Führen Sie aus den nachstehenden Einträgen jede Zeile, die das Wort „wall“ enthält, unverändert auf.
┏━━
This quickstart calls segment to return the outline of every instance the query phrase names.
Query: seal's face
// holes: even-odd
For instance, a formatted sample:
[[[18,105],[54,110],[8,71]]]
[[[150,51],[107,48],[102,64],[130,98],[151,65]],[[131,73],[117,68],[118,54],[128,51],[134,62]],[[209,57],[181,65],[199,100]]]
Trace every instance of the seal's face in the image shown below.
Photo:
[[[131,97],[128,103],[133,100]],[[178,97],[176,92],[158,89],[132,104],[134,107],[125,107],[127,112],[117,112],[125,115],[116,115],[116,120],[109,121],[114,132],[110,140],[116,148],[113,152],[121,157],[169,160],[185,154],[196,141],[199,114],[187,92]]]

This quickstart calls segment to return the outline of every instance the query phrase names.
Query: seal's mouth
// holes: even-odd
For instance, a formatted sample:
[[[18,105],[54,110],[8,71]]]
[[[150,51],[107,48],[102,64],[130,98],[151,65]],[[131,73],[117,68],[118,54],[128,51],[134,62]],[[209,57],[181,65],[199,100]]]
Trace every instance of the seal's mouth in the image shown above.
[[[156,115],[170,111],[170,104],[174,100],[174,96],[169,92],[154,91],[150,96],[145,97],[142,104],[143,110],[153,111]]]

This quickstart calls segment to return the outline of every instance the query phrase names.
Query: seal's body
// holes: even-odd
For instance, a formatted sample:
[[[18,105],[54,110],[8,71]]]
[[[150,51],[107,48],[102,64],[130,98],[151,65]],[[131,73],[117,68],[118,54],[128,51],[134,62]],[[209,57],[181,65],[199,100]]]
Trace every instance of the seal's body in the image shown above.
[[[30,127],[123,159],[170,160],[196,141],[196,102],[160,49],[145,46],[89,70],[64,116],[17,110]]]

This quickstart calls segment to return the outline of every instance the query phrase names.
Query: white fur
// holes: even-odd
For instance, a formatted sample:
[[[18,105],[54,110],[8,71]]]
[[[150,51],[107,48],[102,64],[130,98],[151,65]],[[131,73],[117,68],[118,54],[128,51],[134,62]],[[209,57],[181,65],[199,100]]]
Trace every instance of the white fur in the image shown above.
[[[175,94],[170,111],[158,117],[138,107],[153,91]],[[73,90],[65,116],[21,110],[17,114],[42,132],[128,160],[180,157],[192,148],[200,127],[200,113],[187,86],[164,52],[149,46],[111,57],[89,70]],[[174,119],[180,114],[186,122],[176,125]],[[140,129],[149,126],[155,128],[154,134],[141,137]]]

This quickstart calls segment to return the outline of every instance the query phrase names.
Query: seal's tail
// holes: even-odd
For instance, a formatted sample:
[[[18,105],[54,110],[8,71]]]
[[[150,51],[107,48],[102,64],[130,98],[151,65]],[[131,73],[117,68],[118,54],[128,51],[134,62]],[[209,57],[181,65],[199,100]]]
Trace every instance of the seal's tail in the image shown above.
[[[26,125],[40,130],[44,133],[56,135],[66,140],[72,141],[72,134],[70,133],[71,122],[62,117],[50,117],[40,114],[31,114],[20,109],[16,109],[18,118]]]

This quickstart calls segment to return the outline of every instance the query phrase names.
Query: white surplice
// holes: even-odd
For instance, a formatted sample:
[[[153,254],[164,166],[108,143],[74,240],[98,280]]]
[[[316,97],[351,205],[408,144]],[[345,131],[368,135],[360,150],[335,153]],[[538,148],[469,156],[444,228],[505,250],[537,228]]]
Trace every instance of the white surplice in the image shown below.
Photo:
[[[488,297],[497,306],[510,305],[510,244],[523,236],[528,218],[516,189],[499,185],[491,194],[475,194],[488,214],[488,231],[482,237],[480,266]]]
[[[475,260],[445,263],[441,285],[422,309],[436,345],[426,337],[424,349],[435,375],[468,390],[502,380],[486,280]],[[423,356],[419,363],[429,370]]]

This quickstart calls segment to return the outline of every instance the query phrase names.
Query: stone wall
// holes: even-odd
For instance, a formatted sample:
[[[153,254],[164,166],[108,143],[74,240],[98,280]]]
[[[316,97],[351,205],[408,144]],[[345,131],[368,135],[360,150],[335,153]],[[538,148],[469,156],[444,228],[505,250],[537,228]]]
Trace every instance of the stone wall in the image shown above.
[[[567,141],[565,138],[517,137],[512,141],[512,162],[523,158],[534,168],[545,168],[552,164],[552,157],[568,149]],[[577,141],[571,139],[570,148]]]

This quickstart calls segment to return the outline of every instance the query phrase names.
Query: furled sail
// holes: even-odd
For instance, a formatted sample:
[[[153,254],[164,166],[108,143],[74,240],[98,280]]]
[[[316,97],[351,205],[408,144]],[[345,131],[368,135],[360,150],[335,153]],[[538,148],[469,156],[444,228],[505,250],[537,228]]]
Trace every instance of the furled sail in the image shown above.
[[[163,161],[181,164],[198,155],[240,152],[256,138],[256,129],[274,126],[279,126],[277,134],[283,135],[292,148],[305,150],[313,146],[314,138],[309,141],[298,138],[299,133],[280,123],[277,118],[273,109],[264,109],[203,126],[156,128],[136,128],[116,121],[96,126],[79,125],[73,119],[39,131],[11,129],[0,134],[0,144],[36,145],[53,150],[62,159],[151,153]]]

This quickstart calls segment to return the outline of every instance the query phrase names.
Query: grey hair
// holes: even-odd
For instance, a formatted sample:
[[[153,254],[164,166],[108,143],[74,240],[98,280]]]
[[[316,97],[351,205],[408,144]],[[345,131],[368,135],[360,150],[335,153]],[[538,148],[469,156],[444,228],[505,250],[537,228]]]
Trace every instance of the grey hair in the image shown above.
┗━━
### Richtige Lösung
Query: stone wall
Trace every instance of the stone wall in the image shown above.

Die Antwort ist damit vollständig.